* [Selected text]
□ □ □

From: Alex Shi <[email protected]>
commit 80ed87c8a9ca ("sched/wait: Introduce TASK_NOLOAD and TASK_IDLE")
stopped the idle kthreads contribution to loadavg. Also task idle should
separated from blocked state too, otherwise we will get incorrect task
blocking state from event tracing sched:sched_stat_blocked.
Originally-from: Curu Wong <[email protected]>
Signed-off-by: Alex Shi <[email protected]>
To: [email protected]
To: Valentin Schneider <[email protected]>
To: Daniel Bristot de Oliveira <[email protected]>
To: Mel Gorman <[email protected]>
To: Ben Segall <[email protected]>
To: Steven Rostedt <[email protected]>
To: Dietmar Eggemann <[email protected]>
To: Vincent Guittot <[email protected]>
To: Juri Lelli <[email protected]>
To: Peter Zijlstra <[email protected]>
To: Ingo Molnar <[email protected]>
---
include/linux/sched.h | 4 ++++
kernel/sched/deadline.c | 2 +-
kernel/sched/fair.c | 2 +-
kernel/sched/rt.c | 2 +-
4 files changed, 7 insertions(+), 3 deletions(-)

□ □ □

* [Extracted data]
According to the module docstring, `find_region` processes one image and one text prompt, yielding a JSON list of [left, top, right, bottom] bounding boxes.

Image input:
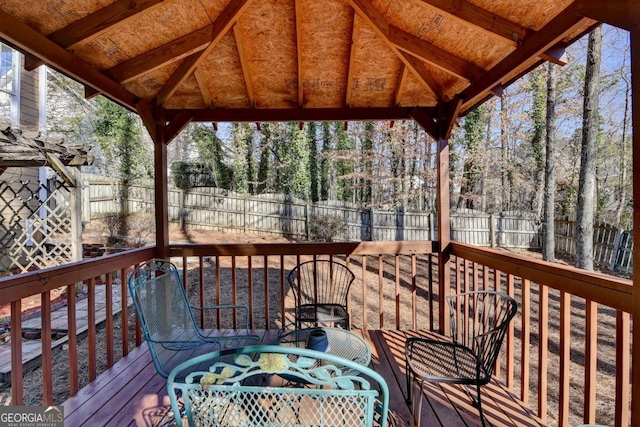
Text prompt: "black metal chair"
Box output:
[[287, 260, 355, 329], [405, 291, 518, 426]]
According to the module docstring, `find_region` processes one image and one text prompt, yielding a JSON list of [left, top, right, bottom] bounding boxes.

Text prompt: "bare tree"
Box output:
[[576, 26, 602, 270]]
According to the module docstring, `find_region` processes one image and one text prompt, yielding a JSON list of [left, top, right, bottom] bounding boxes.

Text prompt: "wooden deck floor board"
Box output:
[[64, 330, 544, 427]]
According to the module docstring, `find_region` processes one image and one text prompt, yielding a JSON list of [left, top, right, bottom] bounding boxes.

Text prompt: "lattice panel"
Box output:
[[0, 178, 73, 275]]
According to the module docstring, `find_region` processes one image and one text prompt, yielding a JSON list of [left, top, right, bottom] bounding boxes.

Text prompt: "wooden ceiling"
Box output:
[[0, 0, 596, 126]]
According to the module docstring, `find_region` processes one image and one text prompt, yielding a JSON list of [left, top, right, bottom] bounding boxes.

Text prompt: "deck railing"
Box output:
[[0, 242, 632, 426], [451, 243, 632, 426]]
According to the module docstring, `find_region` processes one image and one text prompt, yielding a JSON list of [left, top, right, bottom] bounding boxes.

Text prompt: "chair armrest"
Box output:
[[191, 304, 249, 329]]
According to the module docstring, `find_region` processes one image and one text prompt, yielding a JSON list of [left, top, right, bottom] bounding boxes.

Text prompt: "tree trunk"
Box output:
[[542, 62, 557, 262], [576, 26, 602, 270]]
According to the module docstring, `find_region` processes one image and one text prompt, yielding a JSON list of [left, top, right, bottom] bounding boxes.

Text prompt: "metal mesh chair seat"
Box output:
[[287, 260, 355, 329], [167, 346, 389, 427], [129, 259, 260, 378], [405, 291, 518, 425]]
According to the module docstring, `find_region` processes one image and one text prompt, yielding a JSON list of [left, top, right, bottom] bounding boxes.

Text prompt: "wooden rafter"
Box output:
[[393, 64, 409, 107], [389, 25, 484, 81], [156, 0, 253, 105], [294, 0, 304, 107], [233, 24, 256, 107], [416, 0, 527, 46], [106, 25, 213, 83], [164, 107, 424, 123], [47, 0, 164, 49], [0, 9, 136, 109], [193, 67, 211, 108], [344, 11, 358, 107], [461, 6, 590, 113], [349, 0, 442, 98]]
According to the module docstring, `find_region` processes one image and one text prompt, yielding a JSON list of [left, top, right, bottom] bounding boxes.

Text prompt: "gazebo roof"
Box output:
[[0, 0, 596, 127]]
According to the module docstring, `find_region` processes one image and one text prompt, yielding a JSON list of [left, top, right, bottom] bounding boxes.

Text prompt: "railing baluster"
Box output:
[[558, 292, 571, 427], [11, 300, 24, 405], [199, 255, 205, 329], [264, 255, 269, 330], [378, 255, 384, 329], [40, 291, 53, 405], [538, 285, 549, 423], [87, 278, 97, 382], [104, 272, 114, 368], [520, 279, 531, 406], [392, 255, 400, 329], [67, 284, 78, 396], [584, 300, 598, 424], [120, 268, 128, 357], [615, 310, 631, 426]]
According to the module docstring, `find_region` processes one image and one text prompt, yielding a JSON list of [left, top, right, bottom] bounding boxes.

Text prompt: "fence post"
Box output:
[[489, 214, 496, 248], [609, 228, 624, 271]]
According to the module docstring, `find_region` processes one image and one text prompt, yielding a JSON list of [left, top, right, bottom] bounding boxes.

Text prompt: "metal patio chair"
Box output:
[[129, 259, 260, 378], [405, 291, 518, 426], [287, 260, 355, 329], [167, 346, 391, 427]]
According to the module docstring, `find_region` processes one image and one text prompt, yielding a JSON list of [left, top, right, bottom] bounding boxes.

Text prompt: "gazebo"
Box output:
[[0, 0, 640, 426]]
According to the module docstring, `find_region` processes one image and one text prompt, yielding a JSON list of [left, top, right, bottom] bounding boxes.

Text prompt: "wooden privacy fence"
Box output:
[[83, 174, 633, 272]]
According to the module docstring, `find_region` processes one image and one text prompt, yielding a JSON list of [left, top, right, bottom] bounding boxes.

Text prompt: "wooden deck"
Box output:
[[64, 330, 543, 427]]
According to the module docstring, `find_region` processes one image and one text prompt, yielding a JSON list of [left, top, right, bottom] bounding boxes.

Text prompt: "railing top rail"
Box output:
[[451, 242, 633, 313], [0, 246, 156, 304], [169, 240, 436, 256]]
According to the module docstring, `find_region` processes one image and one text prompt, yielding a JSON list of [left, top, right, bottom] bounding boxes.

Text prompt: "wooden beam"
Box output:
[[294, 0, 304, 107], [47, 0, 164, 49], [156, 0, 253, 105], [461, 6, 590, 112], [0, 9, 137, 110], [389, 25, 484, 82], [349, 0, 442, 99], [166, 107, 420, 123], [193, 67, 211, 108], [417, 0, 527, 46], [233, 24, 256, 108], [136, 100, 158, 142], [164, 110, 193, 144], [106, 25, 213, 83], [574, 0, 640, 31]]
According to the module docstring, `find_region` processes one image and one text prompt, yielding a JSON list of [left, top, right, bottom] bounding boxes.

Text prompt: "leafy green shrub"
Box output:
[[309, 215, 347, 242]]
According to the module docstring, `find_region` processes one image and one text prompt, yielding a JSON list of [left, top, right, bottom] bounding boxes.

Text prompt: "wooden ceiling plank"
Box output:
[[0, 9, 137, 110], [461, 5, 590, 113], [389, 25, 484, 82], [106, 25, 213, 83], [344, 15, 358, 107], [294, 0, 304, 107], [418, 0, 527, 46], [156, 0, 253, 105], [233, 24, 256, 108], [574, 0, 640, 31], [349, 0, 442, 99], [164, 110, 193, 143], [393, 64, 409, 107], [193, 67, 211, 108], [47, 0, 164, 49], [165, 107, 420, 123]]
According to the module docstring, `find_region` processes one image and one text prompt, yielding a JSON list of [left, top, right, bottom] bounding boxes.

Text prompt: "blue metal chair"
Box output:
[[129, 259, 260, 378], [167, 345, 390, 427], [405, 291, 518, 426], [287, 260, 356, 329]]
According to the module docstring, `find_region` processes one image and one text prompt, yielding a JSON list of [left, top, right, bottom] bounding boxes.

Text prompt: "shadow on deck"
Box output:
[[64, 330, 543, 427]]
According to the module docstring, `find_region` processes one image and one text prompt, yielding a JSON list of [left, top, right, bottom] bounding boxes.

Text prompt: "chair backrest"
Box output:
[[129, 259, 200, 377], [287, 260, 356, 307], [167, 345, 389, 427], [448, 291, 518, 377]]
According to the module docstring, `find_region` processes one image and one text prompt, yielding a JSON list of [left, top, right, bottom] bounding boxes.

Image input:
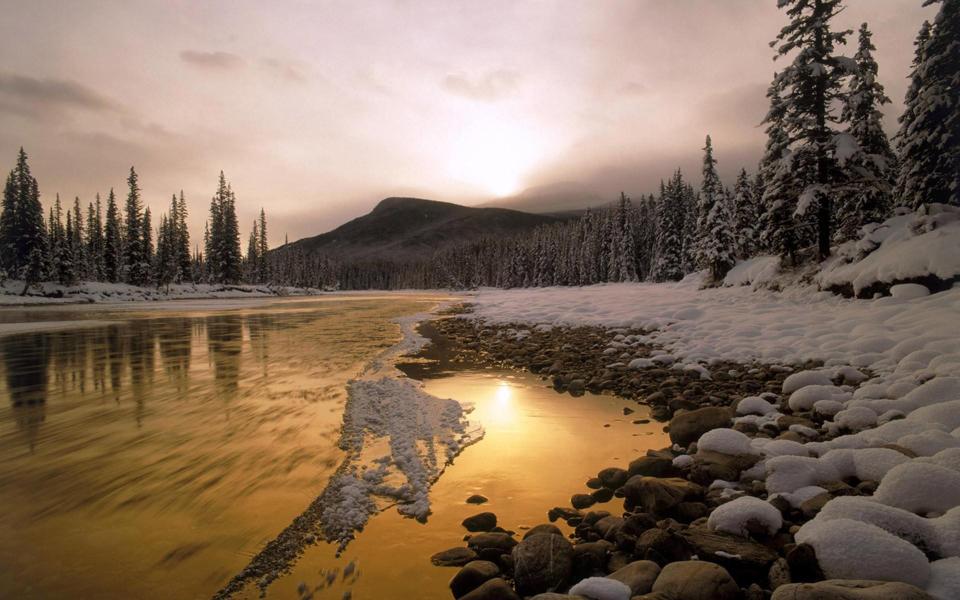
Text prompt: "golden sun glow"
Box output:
[[447, 112, 544, 198]]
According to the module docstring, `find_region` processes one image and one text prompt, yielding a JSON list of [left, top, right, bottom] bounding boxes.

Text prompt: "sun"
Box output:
[[447, 112, 544, 198]]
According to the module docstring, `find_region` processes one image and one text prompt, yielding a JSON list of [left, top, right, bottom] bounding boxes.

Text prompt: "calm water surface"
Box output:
[[0, 295, 669, 600]]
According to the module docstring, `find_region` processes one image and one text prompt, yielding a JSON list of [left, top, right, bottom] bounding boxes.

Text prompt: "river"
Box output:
[[0, 294, 666, 599]]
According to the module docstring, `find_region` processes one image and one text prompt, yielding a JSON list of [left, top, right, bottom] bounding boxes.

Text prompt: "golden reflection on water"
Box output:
[[0, 297, 446, 598], [262, 371, 670, 600]]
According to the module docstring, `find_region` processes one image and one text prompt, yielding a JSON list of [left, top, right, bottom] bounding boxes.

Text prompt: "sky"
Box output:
[[0, 0, 936, 245]]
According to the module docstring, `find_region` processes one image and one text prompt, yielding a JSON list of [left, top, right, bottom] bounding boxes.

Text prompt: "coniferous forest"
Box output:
[[0, 0, 960, 292]]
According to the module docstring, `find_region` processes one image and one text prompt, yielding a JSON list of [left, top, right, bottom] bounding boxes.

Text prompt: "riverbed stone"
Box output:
[[652, 560, 740, 600], [771, 579, 933, 600], [623, 475, 703, 514], [607, 560, 660, 596], [450, 560, 500, 598], [430, 546, 477, 567], [670, 406, 733, 446], [513, 534, 573, 596], [461, 512, 497, 532], [467, 532, 517, 553], [570, 494, 597, 509], [458, 577, 520, 600], [523, 523, 563, 539]]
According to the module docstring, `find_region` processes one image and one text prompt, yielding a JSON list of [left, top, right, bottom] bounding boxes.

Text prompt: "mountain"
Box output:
[[288, 198, 563, 260], [483, 181, 610, 214]]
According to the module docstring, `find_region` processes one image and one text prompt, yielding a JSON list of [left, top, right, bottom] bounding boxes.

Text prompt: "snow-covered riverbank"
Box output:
[[448, 277, 960, 600]]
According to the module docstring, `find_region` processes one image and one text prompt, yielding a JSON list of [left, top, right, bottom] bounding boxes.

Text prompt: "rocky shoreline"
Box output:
[[425, 310, 930, 600]]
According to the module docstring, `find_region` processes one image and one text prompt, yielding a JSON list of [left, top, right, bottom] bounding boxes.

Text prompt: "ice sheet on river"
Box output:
[[320, 377, 483, 546]]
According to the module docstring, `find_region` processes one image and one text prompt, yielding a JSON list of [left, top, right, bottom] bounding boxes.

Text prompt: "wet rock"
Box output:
[[570, 494, 597, 508], [634, 529, 693, 565], [430, 547, 477, 567], [513, 534, 573, 596], [590, 488, 613, 503], [450, 560, 500, 598], [621, 455, 676, 478], [547, 506, 583, 523], [670, 406, 733, 446], [771, 579, 933, 600], [652, 560, 740, 600], [680, 527, 778, 585], [523, 523, 563, 539], [607, 560, 660, 596], [461, 512, 497, 532], [623, 475, 703, 514], [459, 577, 520, 600], [467, 532, 517, 553], [597, 467, 630, 490], [787, 544, 823, 583], [572, 540, 613, 579]]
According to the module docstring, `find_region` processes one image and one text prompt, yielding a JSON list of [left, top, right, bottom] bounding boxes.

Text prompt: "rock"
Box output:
[[597, 467, 630, 490], [570, 577, 630, 600], [767, 558, 792, 590], [430, 547, 477, 567], [523, 523, 563, 539], [621, 456, 676, 478], [634, 528, 693, 565], [652, 560, 740, 600], [459, 577, 520, 600], [623, 475, 703, 514], [570, 494, 597, 508], [450, 560, 500, 598], [513, 534, 573, 596], [680, 527, 778, 585], [467, 532, 517, 553], [461, 512, 497, 532], [590, 488, 613, 504], [771, 579, 933, 600], [573, 540, 613, 579], [670, 406, 733, 446], [787, 544, 823, 582], [607, 560, 660, 596], [547, 506, 583, 523]]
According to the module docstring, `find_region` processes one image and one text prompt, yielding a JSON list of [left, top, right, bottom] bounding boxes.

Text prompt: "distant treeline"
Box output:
[[0, 0, 960, 291], [278, 0, 960, 289]]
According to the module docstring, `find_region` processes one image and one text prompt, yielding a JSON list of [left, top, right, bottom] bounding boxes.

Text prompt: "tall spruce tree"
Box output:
[[771, 0, 855, 260], [257, 208, 270, 283], [897, 0, 960, 208], [0, 148, 47, 294], [123, 167, 149, 285], [103, 188, 123, 283], [697, 135, 735, 284], [834, 23, 896, 242], [733, 169, 760, 259]]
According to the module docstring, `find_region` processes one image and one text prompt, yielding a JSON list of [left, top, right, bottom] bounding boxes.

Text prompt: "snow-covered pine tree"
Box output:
[[652, 169, 684, 281], [123, 167, 149, 285], [86, 194, 106, 281], [170, 190, 196, 282], [257, 208, 270, 283], [140, 207, 154, 285], [771, 0, 855, 260], [758, 76, 800, 265], [103, 188, 123, 283], [0, 148, 47, 294], [834, 23, 896, 242], [67, 197, 89, 280], [696, 135, 735, 285], [732, 169, 760, 259], [896, 0, 960, 208]]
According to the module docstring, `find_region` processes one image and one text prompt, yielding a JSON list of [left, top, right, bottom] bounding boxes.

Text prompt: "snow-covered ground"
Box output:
[[472, 278, 960, 600], [0, 279, 321, 306]]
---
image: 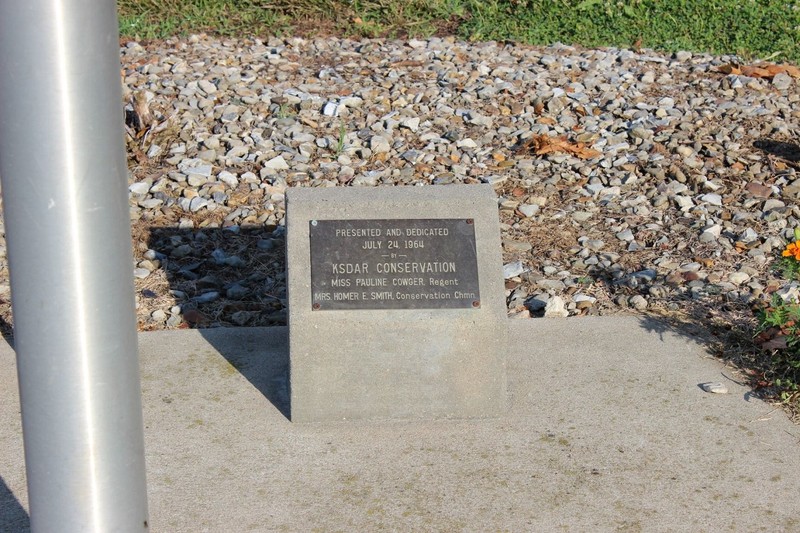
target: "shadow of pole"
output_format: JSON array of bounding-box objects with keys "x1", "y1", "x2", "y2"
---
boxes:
[
  {"x1": 144, "y1": 226, "x2": 290, "y2": 419},
  {"x1": 0, "y1": 477, "x2": 31, "y2": 533},
  {"x1": 200, "y1": 327, "x2": 291, "y2": 420}
]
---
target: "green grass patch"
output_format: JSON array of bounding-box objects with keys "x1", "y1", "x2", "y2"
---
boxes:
[
  {"x1": 118, "y1": 0, "x2": 800, "y2": 62},
  {"x1": 459, "y1": 0, "x2": 800, "y2": 61}
]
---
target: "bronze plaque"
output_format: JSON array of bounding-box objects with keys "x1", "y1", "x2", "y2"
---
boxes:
[{"x1": 309, "y1": 218, "x2": 480, "y2": 310}]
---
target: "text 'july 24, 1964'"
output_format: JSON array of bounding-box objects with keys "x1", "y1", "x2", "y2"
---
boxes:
[{"x1": 309, "y1": 219, "x2": 480, "y2": 310}]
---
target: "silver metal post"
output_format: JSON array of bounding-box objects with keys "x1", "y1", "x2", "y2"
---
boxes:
[{"x1": 0, "y1": 0, "x2": 147, "y2": 532}]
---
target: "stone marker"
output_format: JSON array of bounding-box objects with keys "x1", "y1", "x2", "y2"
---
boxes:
[{"x1": 286, "y1": 185, "x2": 507, "y2": 422}]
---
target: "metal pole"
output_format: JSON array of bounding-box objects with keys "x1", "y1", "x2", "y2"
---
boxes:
[{"x1": 0, "y1": 0, "x2": 148, "y2": 532}]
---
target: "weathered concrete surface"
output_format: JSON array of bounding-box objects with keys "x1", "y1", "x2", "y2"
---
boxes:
[
  {"x1": 286, "y1": 185, "x2": 507, "y2": 422},
  {"x1": 0, "y1": 317, "x2": 800, "y2": 533}
]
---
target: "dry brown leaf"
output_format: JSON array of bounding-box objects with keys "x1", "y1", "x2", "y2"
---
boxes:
[
  {"x1": 717, "y1": 63, "x2": 742, "y2": 76},
  {"x1": 392, "y1": 60, "x2": 425, "y2": 67},
  {"x1": 520, "y1": 134, "x2": 602, "y2": 159}
]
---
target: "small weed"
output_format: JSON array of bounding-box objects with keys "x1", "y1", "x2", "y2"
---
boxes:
[
  {"x1": 757, "y1": 229, "x2": 800, "y2": 407},
  {"x1": 275, "y1": 103, "x2": 295, "y2": 119},
  {"x1": 334, "y1": 123, "x2": 347, "y2": 157}
]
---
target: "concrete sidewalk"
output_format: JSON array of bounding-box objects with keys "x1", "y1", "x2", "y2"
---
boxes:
[{"x1": 0, "y1": 317, "x2": 800, "y2": 532}]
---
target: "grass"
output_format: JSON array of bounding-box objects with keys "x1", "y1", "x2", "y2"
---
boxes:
[{"x1": 118, "y1": 0, "x2": 800, "y2": 63}]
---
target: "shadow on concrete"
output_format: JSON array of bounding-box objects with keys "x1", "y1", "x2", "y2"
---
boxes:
[
  {"x1": 200, "y1": 327, "x2": 291, "y2": 420},
  {"x1": 0, "y1": 476, "x2": 31, "y2": 533},
  {"x1": 147, "y1": 226, "x2": 290, "y2": 419}
]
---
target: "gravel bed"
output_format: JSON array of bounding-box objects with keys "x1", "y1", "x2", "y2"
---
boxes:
[{"x1": 0, "y1": 35, "x2": 800, "y2": 329}]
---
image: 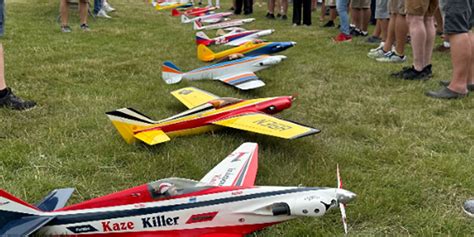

□ □ □

* [Given request 1] Reproduce the stretch of the patch email from "From: Alex Shi" through "event tracing sched:sched_stat_blocked." verbatim.
* [Given request 2]
Answer these from the patch email:
(a) Which commit introduced TASK_NOLOAD and TASK_IDLE?
(b) Which event tracing point would report an incorrect task blocking state?
(c) How many insertions and deletions does the change summary list?

* [Finished answer 1]
From: Alex Shi <[email protected]>
commit 80ed87c8a9ca ("sched/wait: Introduce TASK_NOLOAD and TASK_IDLE")
stopped the idle kthreads contribution to loadavg. Also task idle should
separated from blocked state too, otherwise we will get incorrect task
blocking state from event tracing sched:sched_stat_blocked.

* [Finished answer 2]
(a) 80ed87c8a9ca
(b) sched:sched_stat_blocked
(c) 7 insertions and 3 deletions